### ROWS
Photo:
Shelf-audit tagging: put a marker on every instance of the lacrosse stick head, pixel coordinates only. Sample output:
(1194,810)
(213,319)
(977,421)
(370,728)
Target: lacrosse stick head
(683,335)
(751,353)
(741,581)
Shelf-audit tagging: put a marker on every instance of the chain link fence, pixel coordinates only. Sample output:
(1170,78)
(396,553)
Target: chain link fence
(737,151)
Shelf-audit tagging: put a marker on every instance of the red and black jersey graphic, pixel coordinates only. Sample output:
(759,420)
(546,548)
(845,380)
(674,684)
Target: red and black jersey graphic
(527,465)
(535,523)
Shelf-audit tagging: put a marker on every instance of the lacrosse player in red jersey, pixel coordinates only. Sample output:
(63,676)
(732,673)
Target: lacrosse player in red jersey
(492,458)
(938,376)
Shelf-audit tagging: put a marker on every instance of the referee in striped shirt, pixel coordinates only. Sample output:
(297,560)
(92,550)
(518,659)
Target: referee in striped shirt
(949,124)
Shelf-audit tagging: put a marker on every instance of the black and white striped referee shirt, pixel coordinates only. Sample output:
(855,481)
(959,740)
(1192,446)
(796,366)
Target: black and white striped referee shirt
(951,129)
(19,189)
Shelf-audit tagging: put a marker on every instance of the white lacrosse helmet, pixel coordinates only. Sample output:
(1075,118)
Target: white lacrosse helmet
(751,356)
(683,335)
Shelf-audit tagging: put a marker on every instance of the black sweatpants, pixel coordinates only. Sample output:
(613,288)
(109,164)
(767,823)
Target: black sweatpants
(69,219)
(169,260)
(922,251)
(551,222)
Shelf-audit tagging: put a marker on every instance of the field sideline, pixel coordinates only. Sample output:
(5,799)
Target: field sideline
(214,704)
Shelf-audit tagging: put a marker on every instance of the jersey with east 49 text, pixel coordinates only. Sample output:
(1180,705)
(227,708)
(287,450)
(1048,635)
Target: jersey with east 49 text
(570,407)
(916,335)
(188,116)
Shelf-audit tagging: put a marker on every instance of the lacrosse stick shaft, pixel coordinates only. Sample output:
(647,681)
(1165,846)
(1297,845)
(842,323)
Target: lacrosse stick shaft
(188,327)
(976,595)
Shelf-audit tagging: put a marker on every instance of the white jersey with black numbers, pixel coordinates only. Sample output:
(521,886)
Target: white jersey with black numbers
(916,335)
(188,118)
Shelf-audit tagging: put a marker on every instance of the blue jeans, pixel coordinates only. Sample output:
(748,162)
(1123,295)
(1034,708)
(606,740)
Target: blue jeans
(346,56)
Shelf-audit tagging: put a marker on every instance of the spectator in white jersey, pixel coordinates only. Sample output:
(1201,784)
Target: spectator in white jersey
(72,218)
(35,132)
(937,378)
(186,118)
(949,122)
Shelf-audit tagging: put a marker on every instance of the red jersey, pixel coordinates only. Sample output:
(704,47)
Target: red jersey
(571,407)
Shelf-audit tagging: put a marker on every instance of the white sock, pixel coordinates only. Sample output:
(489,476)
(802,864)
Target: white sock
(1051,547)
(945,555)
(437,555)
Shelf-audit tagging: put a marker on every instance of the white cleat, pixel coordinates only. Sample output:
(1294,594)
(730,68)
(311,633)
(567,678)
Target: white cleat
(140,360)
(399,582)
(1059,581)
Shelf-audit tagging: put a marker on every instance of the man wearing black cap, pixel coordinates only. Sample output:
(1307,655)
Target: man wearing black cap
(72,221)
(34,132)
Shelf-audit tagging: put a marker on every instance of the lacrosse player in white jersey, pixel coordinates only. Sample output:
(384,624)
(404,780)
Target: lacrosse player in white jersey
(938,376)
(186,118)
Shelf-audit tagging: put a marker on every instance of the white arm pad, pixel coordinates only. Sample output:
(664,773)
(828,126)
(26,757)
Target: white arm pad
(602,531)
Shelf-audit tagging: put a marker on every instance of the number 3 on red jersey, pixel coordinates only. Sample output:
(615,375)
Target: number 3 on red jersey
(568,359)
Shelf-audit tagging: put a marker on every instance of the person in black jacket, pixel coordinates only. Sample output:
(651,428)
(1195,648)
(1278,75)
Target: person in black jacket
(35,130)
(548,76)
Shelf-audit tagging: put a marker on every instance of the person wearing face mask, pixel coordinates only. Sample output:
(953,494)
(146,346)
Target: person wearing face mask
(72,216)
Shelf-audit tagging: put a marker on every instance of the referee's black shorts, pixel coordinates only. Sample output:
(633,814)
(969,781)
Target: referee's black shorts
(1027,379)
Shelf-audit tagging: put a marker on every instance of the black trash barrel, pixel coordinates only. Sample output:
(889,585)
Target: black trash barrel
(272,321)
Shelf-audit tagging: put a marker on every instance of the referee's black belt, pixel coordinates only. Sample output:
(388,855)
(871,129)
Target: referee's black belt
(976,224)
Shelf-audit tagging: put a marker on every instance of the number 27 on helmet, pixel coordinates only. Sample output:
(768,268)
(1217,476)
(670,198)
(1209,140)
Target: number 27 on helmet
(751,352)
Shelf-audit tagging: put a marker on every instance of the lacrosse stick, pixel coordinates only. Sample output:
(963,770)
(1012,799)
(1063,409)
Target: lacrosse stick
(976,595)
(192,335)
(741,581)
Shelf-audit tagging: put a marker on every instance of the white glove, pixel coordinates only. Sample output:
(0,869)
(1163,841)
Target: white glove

### EXERCISE PROMPT
Reproduce every one of the items above word for word, with no changes.

### RESPONSE
Photo:
Shelf-audit tagging: put a marker on every instance of the lacrosse stick head, pixel coordinates only. Sample output:
(1194,810)
(213,319)
(977,421)
(370,728)
Target: lacrosse stick head
(683,335)
(751,353)
(741,581)
Shelf-audit tagging: put a marker on every instance of the chain link fence, pixel coordinates only. Sample output:
(1170,78)
(396,553)
Target: chain link fence
(737,151)
Shelf-audit tagging: put a marker on every instance of the red and black jersey graphic, pixel coordinates only. Sample output:
(759,420)
(546,548)
(845,380)
(674,684)
Target: red and black jersey graphic
(527,465)
(535,523)
Shelf-audit tagging: put a marker on every instance of the lacrosse player in red jersey, pixel coordinates only. Sample output:
(63,676)
(732,673)
Target: lacrosse player in red jersey
(492,458)
(938,376)
Shelf-audit tagging: put a marker on every instance of the referee in striped shirt, pixel coordinates only. Sample output:
(297,560)
(92,550)
(518,659)
Target: referee in striped shirt
(949,124)
Shelf-audit tagging: put a marker on every instance of the black and white striped referee shirt, pixel coordinates only. Sample output:
(855,481)
(959,740)
(1192,446)
(796,366)
Target: black and white striped referee shirt
(951,129)
(19,189)
Shelf-audit tagging: put a marker on every instance of the white lacrosse helmet, pixel coordinates only. Sample output:
(1075,118)
Target: white lacrosse helmet
(751,356)
(683,335)
Shelf-audit tagging: put a marker on every instance of the black sweatpants, pixel coordinates only. Sample output:
(613,288)
(109,164)
(767,823)
Target: black sweatpants
(69,219)
(169,260)
(922,251)
(551,222)
Shelf-audit tagging: put a marker on every instance of the field sideline, pixel coordinates only. Sample output:
(5,799)
Target: field sideline
(214,704)
Shelf-audit tagging: put a marker on every instance of the jersey with east 49 text, pixel coordinates only. Sample output:
(1180,705)
(227,708)
(287,450)
(1048,635)
Target: jersey with east 49 text
(570,407)
(916,335)
(188,116)
Shelf-audit tagging: put a marker on every instance of the lacrosse stick shaft, pixel coordinates only. Sample output:
(647,681)
(1165,846)
(1297,845)
(842,323)
Target: lacrosse stick shaft
(188,327)
(976,595)
Shelf-audit tagging: put a marker on every instance of the white jersey with black numbers, pixel coordinates only. Sample output:
(521,886)
Target: white jersey with black numbers
(916,335)
(188,118)
Shelf-audit tagging: put a marker on every instance of the blue jeans, pixel coordinates only. Sample output:
(748,162)
(1123,295)
(1034,708)
(606,740)
Target: blue jeans
(346,56)
Shelf-audit tagging: put a marker on every instance of the spectator in white jersey, pixel coordinates only. Sample output:
(1201,784)
Target: spectator in white jersey
(72,218)
(35,132)
(937,378)
(186,118)
(949,122)
Shelf-audit tagging: put a marker on every instance of the red jersey, pixel coordinates only. Sample output:
(704,47)
Target: red jersey
(571,407)
Shelf-audit tagging: put a marker on every instance of the white sock, pixel coordinates only. Sample output:
(489,476)
(802,864)
Target: white sock
(1051,547)
(945,555)
(437,555)
Shelf-audit tagging: put a marker on every instance of the white cleat, pixel coordinates only. Sample output:
(1294,594)
(730,68)
(311,633)
(567,678)
Target: white cleat
(140,360)
(399,582)
(1059,581)
Shelf-audit tagging: put a marker on every instance of the man wearing black cap, pixel coordinates only. Sample output:
(1307,655)
Target: man wearing black cap
(72,221)
(34,132)
Shelf-audit tagging: put a marker on every instance of the lacrosse player in white jersey, pixel coordinates only. Sample output:
(384,624)
(404,780)
Target: lacrosse player in white jersey
(938,376)
(186,118)
Shelf-audit tagging: put a marker on every instance of the white arm pad, pixel coordinates only. Sample output:
(664,773)
(828,126)
(26,757)
Target: white arm pad
(602,531)
Shelf-audit tagging: put a marker on every instance of the number 3 on red jersey, pixel coordinates only. Sample output:
(615,375)
Target: number 3 on red jersey
(568,359)
Shelf-audit tagging: put a marker on every instance of the person in black jacket, pixel coordinates only. Sample output:
(651,428)
(1195,648)
(1278,75)
Target: person in black jacket
(35,130)
(548,76)
Shelf-audit tagging: put a marker on every instance of the person wearing face mask, pixel coordinates only. Sample output:
(953,494)
(146,346)
Target: person wearing face mask
(72,216)
Shelf-audit tagging: put a marker on every instance of the referee's black shorts, pixel coordinates only. Sample output:
(633,814)
(969,781)
Target: referee's black shorts
(1027,379)
Shelf-audit tagging: put a marker on every instance of the black trash barrel, pixel coordinates only. Sample output:
(889,585)
Target: black trash barrel
(272,321)
Shelf-audit tagging: put a marker on every instance of the referee's black belt, pixel coordinates only. Sample output:
(388,855)
(871,129)
Target: referee's black belt
(976,224)
Shelf-audit tagging: put a marker on every instance of the number 27 on helmet, pixel coordinates only. Sample output:
(768,268)
(1217,476)
(670,198)
(1209,140)
Target: number 27 on helmet
(751,352)
Shelf-audit tagging: put a marker on every instance of the lacrosse stick, pixel coordinates only. Sample output:
(963,770)
(1012,799)
(1063,409)
Target: lacrosse stick
(976,595)
(192,335)
(741,581)
Shelf-audit tagging: put a marker on every instance of the white glove, pixel coordinates only. Sample output:
(0,869)
(1163,841)
Target: white glove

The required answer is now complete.